▸ **What is expected**:
Each line below must be printed again exactly.

Region pointing data:

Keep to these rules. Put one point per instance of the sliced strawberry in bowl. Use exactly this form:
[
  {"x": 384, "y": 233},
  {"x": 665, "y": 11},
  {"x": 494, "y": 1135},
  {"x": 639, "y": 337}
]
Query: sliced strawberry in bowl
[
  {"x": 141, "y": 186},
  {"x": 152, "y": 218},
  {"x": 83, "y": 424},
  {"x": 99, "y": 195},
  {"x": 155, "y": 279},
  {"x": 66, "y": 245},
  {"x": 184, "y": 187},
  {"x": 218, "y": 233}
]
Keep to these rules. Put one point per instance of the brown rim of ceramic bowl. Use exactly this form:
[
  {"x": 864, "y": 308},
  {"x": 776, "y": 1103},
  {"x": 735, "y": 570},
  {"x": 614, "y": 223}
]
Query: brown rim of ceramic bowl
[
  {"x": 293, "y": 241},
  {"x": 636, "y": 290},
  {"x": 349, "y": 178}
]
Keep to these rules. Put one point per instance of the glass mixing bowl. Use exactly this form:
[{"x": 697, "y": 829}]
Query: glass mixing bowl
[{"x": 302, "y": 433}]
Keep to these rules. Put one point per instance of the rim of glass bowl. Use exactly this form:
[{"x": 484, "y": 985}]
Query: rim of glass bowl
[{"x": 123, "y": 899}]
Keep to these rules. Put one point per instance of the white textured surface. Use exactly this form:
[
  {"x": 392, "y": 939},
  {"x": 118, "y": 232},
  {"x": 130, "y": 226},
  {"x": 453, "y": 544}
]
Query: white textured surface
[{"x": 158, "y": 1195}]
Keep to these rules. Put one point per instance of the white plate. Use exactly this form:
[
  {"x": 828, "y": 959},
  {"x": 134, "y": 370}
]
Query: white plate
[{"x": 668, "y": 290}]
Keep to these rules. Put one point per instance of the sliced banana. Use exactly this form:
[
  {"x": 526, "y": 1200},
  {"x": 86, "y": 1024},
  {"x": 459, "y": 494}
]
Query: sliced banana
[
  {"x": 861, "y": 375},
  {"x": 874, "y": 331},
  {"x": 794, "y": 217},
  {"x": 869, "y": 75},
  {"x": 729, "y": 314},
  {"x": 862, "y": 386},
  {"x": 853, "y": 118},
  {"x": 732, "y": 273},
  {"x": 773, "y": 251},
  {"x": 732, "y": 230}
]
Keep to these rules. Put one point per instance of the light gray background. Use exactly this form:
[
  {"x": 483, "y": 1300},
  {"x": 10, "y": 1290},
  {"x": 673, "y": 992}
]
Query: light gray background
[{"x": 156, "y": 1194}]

▸ **Output below**:
Keep to these rules. Put one point per instance of the sliced strawberry in bowl. Use exactly this form:
[
  {"x": 384, "y": 233},
  {"x": 665, "y": 11},
  {"x": 494, "y": 1135},
  {"x": 639, "y": 337}
]
Query: sliced strawberry in bowl
[
  {"x": 141, "y": 186},
  {"x": 152, "y": 218},
  {"x": 83, "y": 424},
  {"x": 99, "y": 195},
  {"x": 155, "y": 279},
  {"x": 66, "y": 245},
  {"x": 184, "y": 187},
  {"x": 218, "y": 233}
]
Keep to these rules. Put one point per instance of the brown rim of ceramic bowl. Use exactly this form:
[
  {"x": 864, "y": 308},
  {"x": 776, "y": 1103},
  {"x": 735, "y": 570},
  {"x": 614, "y": 223}
]
Query: brown rim of ceramic bowl
[
  {"x": 293, "y": 241},
  {"x": 636, "y": 290},
  {"x": 349, "y": 178}
]
Keep to these rules. Put one point per instance of the glass mixing bowl. Use exactly this form:
[{"x": 697, "y": 829}]
Query: glass mixing bowl
[{"x": 302, "y": 433}]
Keep to these rules. Put one point per instance of the rim of glass bowl. Use exactly this form:
[{"x": 484, "y": 985}]
Query: rim of glass bowl
[{"x": 123, "y": 899}]
Keep to these rules. Put one point per instance of the white textured surface. Use exactly this form:
[
  {"x": 392, "y": 939},
  {"x": 118, "y": 232},
  {"x": 130, "y": 226},
  {"x": 453, "y": 544}
]
Query: white textured surface
[{"x": 158, "y": 1195}]
Keep to these rules. Put one point per instance of the white plate. Use exactly this form:
[
  {"x": 828, "y": 959},
  {"x": 134, "y": 370}
]
Query: white plate
[{"x": 668, "y": 290}]
Keep to these rules. Put one point per instance of the sliced banana. Use exactly this form:
[
  {"x": 526, "y": 1200},
  {"x": 86, "y": 1024},
  {"x": 459, "y": 494}
]
Query: sliced banana
[
  {"x": 861, "y": 375},
  {"x": 874, "y": 331},
  {"x": 794, "y": 217},
  {"x": 869, "y": 75},
  {"x": 729, "y": 314},
  {"x": 862, "y": 386},
  {"x": 853, "y": 118},
  {"x": 732, "y": 273},
  {"x": 773, "y": 251},
  {"x": 732, "y": 230}
]
Keep to these rules. Put one point per instance of the light gray background. Use exactly this form:
[
  {"x": 483, "y": 1300},
  {"x": 10, "y": 1290},
  {"x": 673, "y": 992}
]
Query: light gray background
[{"x": 156, "y": 1194}]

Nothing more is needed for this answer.